══ Reading passage ══

Ask Dr.Tatiana

Sex is war!

In her inaugural column, The Economist's sex adviser explained to puzzled lovers why the battle of the sexes is much more than a metaphor. (This article, which was published last Christmas, has won the 1997 Glaxo Wellcome/British Science Writers award for the best feature on a science subject in a specialist periodical. The award was accepted by Olivia Judson, our science correspondent, on behalf of Dr.Tatiana.)


Dear Dr Tatiana,

I am worried. All my lovers leave their genitals inside me and then drop dead. Is this normal?

PERPLEXED IN CLOVERHILL

WITHOUT even looking at your picture, I can tell that you are a queen bee. Unfortunately, dear, your partners plug you on purpose. Their explosive acts of heroism are fatal but fruitless attempts to prevent other males from consummating your nuptial flight. If their efforts ever cause a problem for you, I suggest that you enlist-between each tryst-your many sisters to clean you up and remove any detritus.

Is your case normal? Well, although it is extreme, it is by no means unique. In the sexual wars, plugs, cements and glues to clog up the female reproductive tract have evolved repeatedly. Leaving the genitals behind is just an unusual variation of this male ploy. Life gets even kinkier, in fact. In a species of spiny-headed worm, males use their cements on each other, trying to gum up their rivals.

You see, the purpose of life, if you happen to be a gene, is to reproduce yourself as often as possible, sometimes at the expense of any rival genes that happen along. Of course, that means that males compete with males for mating opportunities, and females compete with females. But, as every boy or girl knows, the sexes compete against each other, too. Conflict is inherent in sex, engendered by the essential difference between males and females: males produce lots of tiny inexpensive sperm, and females a few large expensive eggs.

That asymmetry was noted long ago by songwriters and cynics. But only lately has science fully realisedwhat it means: that at every imaginable level, males and females-and the genes they carry-have different "interests". Their pursuit of their interests, in turn, is an engine of evolutionary change, as each sex struggles constantly to outwit and outmanipulate the other. In such a game, nobody wins by being a dupe. So manipulation by one sex quickly launches what biologists call a "coevolutionary arms race". You can guess how it works. The conflict of interests between males and females-arising, in your own case, because any given male needs to mate with you much more than you need to mate with him-means that every new weapon of manipulation or seduction evolved by one sex impels the other to work out a new defence.

In any one snapshot of time, the sexes appear quite well adapted to each other; but if you watch for generations, you should see an evolutionary conflict unfold. Boys and girls are locked in eternal Darwinian combat. Some boys, as you have found, will do anything to get a leg up, or over.


Dear Dr Tatiana,

Every year, after only a little bit of sex, my mate imprisons me in a hole in a tree-trunk. He claims that this is for my safety, but I think he's just insecure. Who is right?

TRAPPED IN ANN ARBOR

MY DEAR, your husband seems a little behind the times. Even Darwin thought that safety was an improbable explanation for the devoted and careful imprisoning behaviour of the male hornbill. It is much more likely that you are correct, and that walling you up is his way of solving a perennial problem: being sure of paternity.

In these days of DNA tests, perhaps you may be able to persuade your mate to think again. But I doubt he would agree. Genetic analysis of parents and offspring in many species-including people-suggest that females are adept at slipping off for what biologists call an "extra-pair copulation", or what the rest of us call a quickie.

═══
══ Data block ══

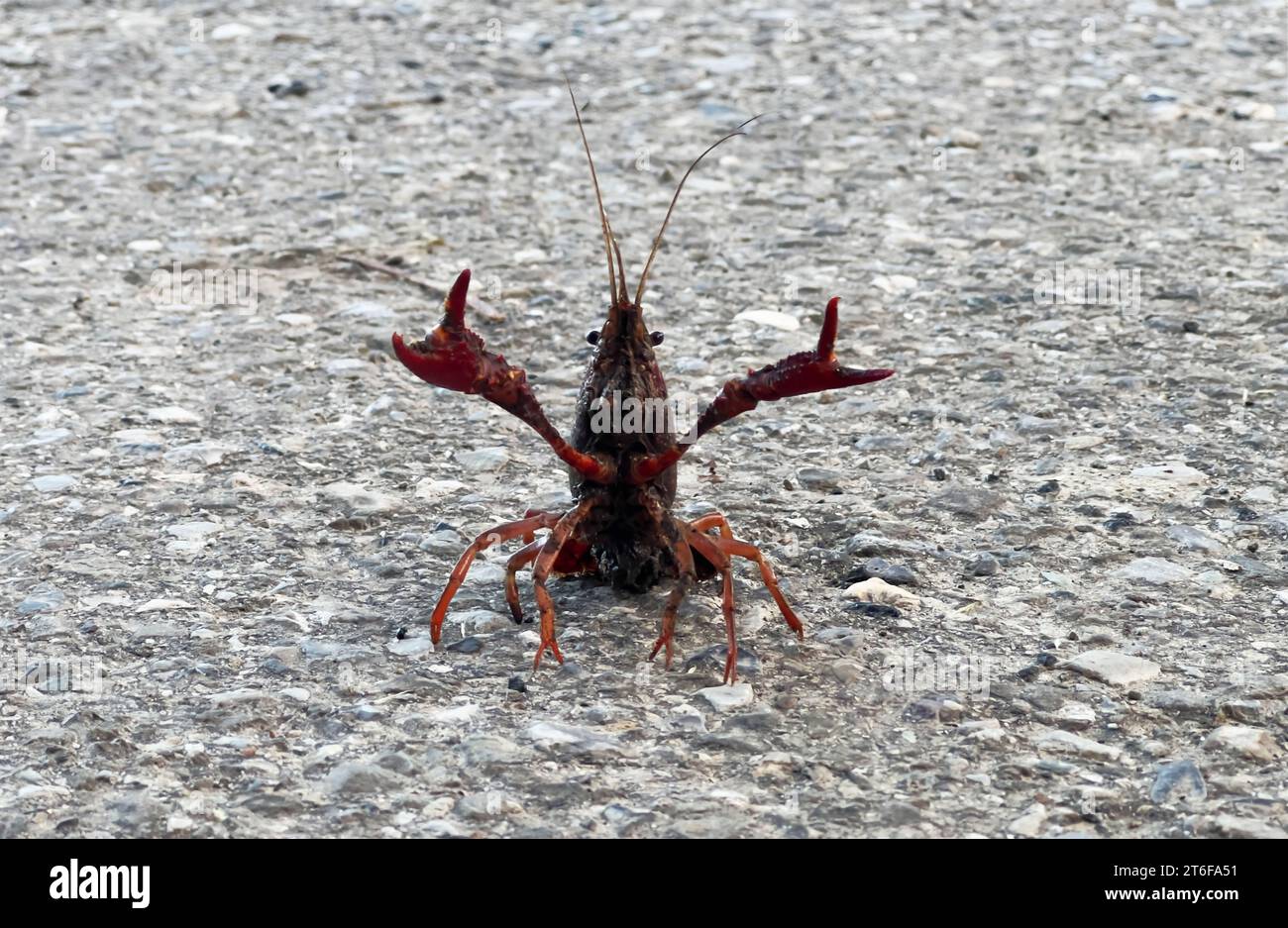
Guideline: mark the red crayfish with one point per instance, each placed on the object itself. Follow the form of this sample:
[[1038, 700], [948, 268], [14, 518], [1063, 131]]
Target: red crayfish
[[621, 527]]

═══

Directions.
(a) Answer these questions from the advice column.
(i) Which award did the article win?
(ii) In a species of spiny-headed worm, on whom do males use their cements?
(iii) What perennial problem does the male hornbill's walling-up most likely solve?
(b) Decide whether each statement agrees with the advice column. Give yes or no and quote the deciding words.
(i) Females produce a few large expensive eggs.
(ii) Darwin considered safety the likely reason for the male hornbill's imprisoning behavior.
(iii) Dr. Tatiana personally accepted the award.
(c) Rewrite a part of the advice column with "lovers" changed to "partners". Begin at the words "In her inaugural" and stop after "Is this normal?".

Task responses.
(a)
(i) The 1997 Glaxo Wellcome/British Science Writers award for the best feature on a science subject in a specialist periodical.
(ii) On each other, trying to gum up their rivals.
(iii) Being sure of paternity.

(b)
(i) Yes: "males produce lots of tiny inexpensive sperm, and females a few large expensive eggs."
(ii) No: "Even Darwin thought that safety was an improbable explanation for the devoted and careful imprisoning behaviour of the male hornbill."
(iii) No: "The award was accepted by Olivia Judson, our science correspondent, on behalf of Dr.Tatiana."

(c)
In her inaugural column, The Economist's sex adviser explained to puzzled partners why the battle of the sexes is much more than a metaphor. (This article, which was published last Christmas, has won the 1997 Glaxo Wellcome/British Science Writers award for the best feature on a science subject in a specialist periodical. The award was accepted by Olivia Judson, our science correspondent, on behalf of Dr.Tatiana.)


Dear Dr Tatiana,

I am worried. All my partners leave their genitals inside me and then drop dead. Is this normal?